*Text to read:*
You are viewing a plain text version of this content. The canonical link for it is here.
Posted to dev@phoenix.apache.org by "Josh Mahonin (JIRA)" <ji...@apache.org> on 2017/01/18 15:53:26 UTC

[jira] [Commented] (PHOENIX-3600) Core MapReduce classes don't provide location info

    [ https://issues.apache.org/jira/browse/PHOENIX-3600?page=com.atlassian.jira.plugin.system.issuetabpanels:comment-tabpanel&focusedCommentId=15828307#comment-15828307 ] 

Josh Mahonin commented on PHOENIX-3600:
---------------------------------------

Mostly just ported the Phoenix/MR specific code from:

https://github.com/apache/phoenix/blob/master/phoenix-hive/src/main/java/org/apache/phoenix/hive/mapreduce/PhoenixInputFormat.java#L151-L216

https://github.com/apache/phoenix/blob/master/phoenix-hive/src/main/java/org/apache/phoenix/hive/mapreduce/PhoenixInputSplit.java

Also included a new Configuration property "phoenix.mapreduce.split.by.stats" which does effectively the same thing as the Hive-specific "split.by.stats". In short, the MR code was only generating InputSplits based on Region Splits, and wasn't taking into account the possibility of more scans being generated by the statistics collection.

I'll follow-up on PHOENIX-3601 with the performance results I gathered in some Spark testing, but it would be awesome if other folks using Phoenix MR integration in some capacity could test this out. It's a bit of a double-whammy, since this patch gets us both node-awareness for the splits, and increases the potential parallelism by including the statistics-generated scans. cc [~maghamravikiran@gmail.com] [~ndimiduk] [~sergey.soldatov] [~elserj] [~jamestaylor], perhaps others :)

*Extracted information:*
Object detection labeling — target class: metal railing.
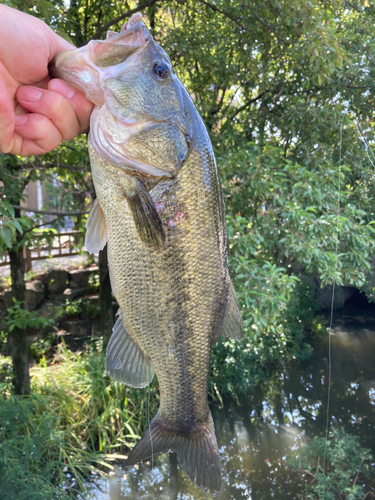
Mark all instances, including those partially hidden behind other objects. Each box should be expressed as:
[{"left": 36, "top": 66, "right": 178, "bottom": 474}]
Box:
[{"left": 0, "top": 231, "right": 84, "bottom": 272}]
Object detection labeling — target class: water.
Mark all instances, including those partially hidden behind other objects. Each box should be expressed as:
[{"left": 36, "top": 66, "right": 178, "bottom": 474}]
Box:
[{"left": 83, "top": 306, "right": 375, "bottom": 500}]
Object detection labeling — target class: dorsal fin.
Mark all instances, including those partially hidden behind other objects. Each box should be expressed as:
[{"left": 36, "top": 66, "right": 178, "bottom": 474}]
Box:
[{"left": 220, "top": 280, "right": 243, "bottom": 340}]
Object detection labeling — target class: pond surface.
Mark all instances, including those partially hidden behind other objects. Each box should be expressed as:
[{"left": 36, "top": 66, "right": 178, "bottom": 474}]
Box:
[{"left": 82, "top": 306, "right": 375, "bottom": 500}]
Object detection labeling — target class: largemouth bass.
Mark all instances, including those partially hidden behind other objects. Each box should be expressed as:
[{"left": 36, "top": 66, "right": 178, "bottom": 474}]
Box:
[{"left": 51, "top": 14, "right": 243, "bottom": 495}]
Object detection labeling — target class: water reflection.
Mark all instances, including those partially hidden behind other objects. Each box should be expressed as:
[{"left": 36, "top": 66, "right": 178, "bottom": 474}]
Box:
[{"left": 83, "top": 311, "right": 375, "bottom": 500}]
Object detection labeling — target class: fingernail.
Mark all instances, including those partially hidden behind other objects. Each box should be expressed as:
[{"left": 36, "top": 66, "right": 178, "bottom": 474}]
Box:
[
  {"left": 50, "top": 79, "right": 75, "bottom": 99},
  {"left": 22, "top": 87, "right": 42, "bottom": 102},
  {"left": 15, "top": 115, "right": 27, "bottom": 127}
]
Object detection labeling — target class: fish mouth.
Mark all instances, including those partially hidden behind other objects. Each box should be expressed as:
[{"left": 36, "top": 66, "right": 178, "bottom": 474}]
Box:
[{"left": 48, "top": 14, "right": 152, "bottom": 94}]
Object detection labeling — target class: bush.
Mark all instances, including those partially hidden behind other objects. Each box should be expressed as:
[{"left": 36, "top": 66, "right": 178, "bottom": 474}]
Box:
[{"left": 0, "top": 342, "right": 158, "bottom": 500}]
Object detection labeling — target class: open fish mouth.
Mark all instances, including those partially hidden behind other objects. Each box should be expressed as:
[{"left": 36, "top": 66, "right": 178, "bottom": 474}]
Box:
[{"left": 48, "top": 15, "right": 152, "bottom": 101}]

*Task goal:* Reproduce the passage of the PHOENIX-3600 comment above, starting with "Josh Mahonin commented" and going on through "the statistics collection.".

*Solved problem:*
Josh Mahonin commented on PHOENIX-3600:
---------------------------------------

Mostly just ported the Phoenix/MR specific code from:

https://github.com/apache/phoenix/blob/master/phoenix-hive/src/main/java/org/apache/phoenix/hive/mapreduce/PhoenixInputFormat.java#L151-L216

https://github.com/apache/phoenix/blob/master/phoenix-hive/src/main/java/org/apache/phoenix/hive/mapreduce/PhoenixInputSplit.java

Also included a new Configuration property "phoenix.mapreduce.split.by.stats" which does effectively the same thing as the Hive-specific "split.by.stats". In short, the MR code was only generating InputSplits based on Region Splits, and wasn't taking into account the possibility of more scans being generated by the statistics collection.